## [Задания]
• a. В каком параграфе и главе книги И. Е. Фарбера, согласно отрывку о ней, анализируется соотношение правосознания и философии?
• b. Выпишите из отрывка о книге И. Е. Фарбера без изменений фрагмент от слов «В книге И. Е.» до слов «коммунизма (с. 99).» включительно.

## [Фрагмент текста]
# # # #

В книге И. Е. Фарбера дан обстоятельный анализ правосознания как правовой
идеологии (§ 3 гл. II). Здесь он правильно подчеркивает, что правовые идеи
отражают существенные, необходимые связи в правовой надстройке, что в правовой
идеологии выражаются интересы и потребности класса (или всего общества) (с.
95—96), что научное сознание, идеология необходима для целей построения
коммунизма (с. 99).
Интересными страницами книги являются те, где говорится о народности
социалистической правовой идеологии, о соотношении познавательной и
идеологической тенденций в развитии социалистического правосознания и где
на первое место выдвигается значение идеологического, партийного принципа
правосознания (с. 98—196). Однако когда И. Е. Фарбер переходит к практическим
задачам правового воспитания, то центр его внимания переносится на воспитание
чувства справедливости, уважения к закону, правовой культуры (с. ИЗ—119).
И. это было бы правильно, если бы воспитание подобных чувств рассматривалось как
составная часть морального совершенствования человека. Но у автора — это особая
задача воспитания «правовых чувств».
В целом удачно излагается взаимодействие правосознания с другими формами
общественного сознания.
145
Большой интерес представляет и анализ соотношения правосознания и философии
(§ 2 гл. III), что в юридической литературе до сих пор не было разработано.
Автор раскрывает здесь вопрос о специфических методах юриспруденции как
конкретизации диалектики в применении к праву (с. 152—159), о месте формальной
логики в процессе толкования закона и ее органическом сочетании с марксистской
диалектикой (с. 161— 164). Вместе с тем разрешение вопроса о соотношении
правосознания и философии не выходит за пределы проблем методологии науки о
праве и уже известного вопроса о толковании закона.
Думается, что взаимодействие марксистской философии и социалистического
правосознания гораздо шире. Оно охватывает прежде всего значение
формирования научного мировоззрения масс для укрепления правосознания и
законности, для создания глубоких убеждений в необходимости общественной
дисциплины и организации на базе овладения широкими массами трудящихся
основных законов общественного развития, закономерностей перехода от
социализма к коммунизму. Но эта сторона формирования научного мировоззрения
осталась в книге не раскрытой.

# # # #

## [Блок данных]
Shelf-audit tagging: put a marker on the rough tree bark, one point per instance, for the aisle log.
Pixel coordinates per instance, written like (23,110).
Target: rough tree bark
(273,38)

# # # #

## [Ответы]
• a. Соотношение правосознания и философии анализируется в § 2 главы III.

• b.
В книге И. Е. Фарбера дан обстоятельный анализ правосознания как правовой
идеологии (§ 3 гл. II). Здесь он правильно подчеркивает, что правовые идеи
отражают существенные, необходимые связи в правовой надстройке, что в правовой
идеологии выражаются интересы и потребности класса (или всего общества) (с.
95—96), что научное сознание, идеология необходима для целей построения
коммунизма (с. 99).